■ GOAL OF THE EXERCISE
Line count for "railing": say how many lines of the data contain it, with no other text.

■ RECORDS PROVIDED
—————

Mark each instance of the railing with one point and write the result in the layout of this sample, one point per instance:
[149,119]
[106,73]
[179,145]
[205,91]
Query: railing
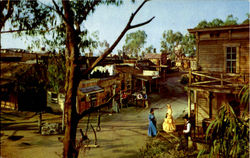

—————

■ EXERCISE RESPONSE
2